Exercise objective:
Report each line in the records below that contains the string "gray", copying those lines in full; case counts.

□ □ □ □ □ □ □

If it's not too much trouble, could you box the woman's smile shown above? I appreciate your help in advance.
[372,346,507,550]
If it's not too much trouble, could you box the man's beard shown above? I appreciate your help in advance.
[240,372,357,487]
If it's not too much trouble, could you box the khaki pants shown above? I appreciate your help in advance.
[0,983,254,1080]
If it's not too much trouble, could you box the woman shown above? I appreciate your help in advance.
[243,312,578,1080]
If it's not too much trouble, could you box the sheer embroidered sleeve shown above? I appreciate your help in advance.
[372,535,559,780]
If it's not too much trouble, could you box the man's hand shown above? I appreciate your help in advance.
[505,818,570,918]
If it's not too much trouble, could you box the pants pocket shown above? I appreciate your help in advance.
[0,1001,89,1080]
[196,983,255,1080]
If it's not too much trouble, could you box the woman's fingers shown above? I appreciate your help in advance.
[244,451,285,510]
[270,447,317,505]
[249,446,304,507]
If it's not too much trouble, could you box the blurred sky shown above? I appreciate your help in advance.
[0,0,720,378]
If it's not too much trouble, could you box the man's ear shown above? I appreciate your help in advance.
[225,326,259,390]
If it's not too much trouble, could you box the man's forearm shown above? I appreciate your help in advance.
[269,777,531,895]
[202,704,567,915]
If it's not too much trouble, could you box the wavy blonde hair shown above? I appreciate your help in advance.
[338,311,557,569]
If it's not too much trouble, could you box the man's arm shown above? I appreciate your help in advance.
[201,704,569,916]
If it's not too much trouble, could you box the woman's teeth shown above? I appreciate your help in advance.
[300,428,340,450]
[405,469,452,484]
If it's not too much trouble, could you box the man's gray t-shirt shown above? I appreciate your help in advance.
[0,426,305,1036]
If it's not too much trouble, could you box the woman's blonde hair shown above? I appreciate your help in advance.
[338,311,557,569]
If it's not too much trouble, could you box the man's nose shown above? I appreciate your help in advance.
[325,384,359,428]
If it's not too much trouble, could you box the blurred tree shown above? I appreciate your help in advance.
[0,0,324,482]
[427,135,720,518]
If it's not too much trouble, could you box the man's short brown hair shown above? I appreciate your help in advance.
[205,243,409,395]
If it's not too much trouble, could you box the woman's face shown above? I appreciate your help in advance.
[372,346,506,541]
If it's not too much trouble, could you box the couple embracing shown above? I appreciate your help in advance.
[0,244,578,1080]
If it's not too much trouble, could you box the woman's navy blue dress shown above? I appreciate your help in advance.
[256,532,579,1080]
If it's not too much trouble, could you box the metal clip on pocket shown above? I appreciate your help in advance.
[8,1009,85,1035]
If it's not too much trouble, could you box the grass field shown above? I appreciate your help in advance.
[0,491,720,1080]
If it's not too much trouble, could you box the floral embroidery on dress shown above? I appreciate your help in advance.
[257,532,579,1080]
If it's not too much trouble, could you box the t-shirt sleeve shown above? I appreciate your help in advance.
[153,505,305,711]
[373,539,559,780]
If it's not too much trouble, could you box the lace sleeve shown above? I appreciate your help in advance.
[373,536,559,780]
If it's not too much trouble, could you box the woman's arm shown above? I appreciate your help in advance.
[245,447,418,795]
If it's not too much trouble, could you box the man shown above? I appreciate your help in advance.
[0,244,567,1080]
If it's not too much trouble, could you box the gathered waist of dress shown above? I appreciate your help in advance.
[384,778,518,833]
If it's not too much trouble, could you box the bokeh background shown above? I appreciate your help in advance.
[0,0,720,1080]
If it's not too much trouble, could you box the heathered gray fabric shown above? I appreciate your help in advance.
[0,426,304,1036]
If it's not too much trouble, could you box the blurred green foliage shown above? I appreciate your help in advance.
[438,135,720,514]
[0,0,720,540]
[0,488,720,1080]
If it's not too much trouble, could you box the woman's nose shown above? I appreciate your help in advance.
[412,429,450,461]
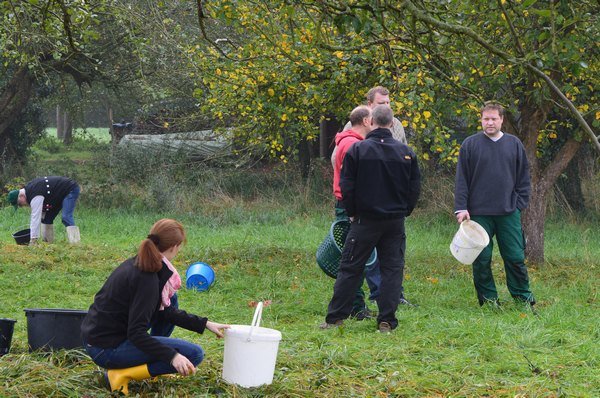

□ □ □ □ □ □ □

Output of the exercise:
If it's not too much trouble, could you box the man's gray t-shirt shown above? I appreciate your help in advance.
If it's not too much trouble, could you box the heathered gray fabric shown above? I appreciate your help in advance.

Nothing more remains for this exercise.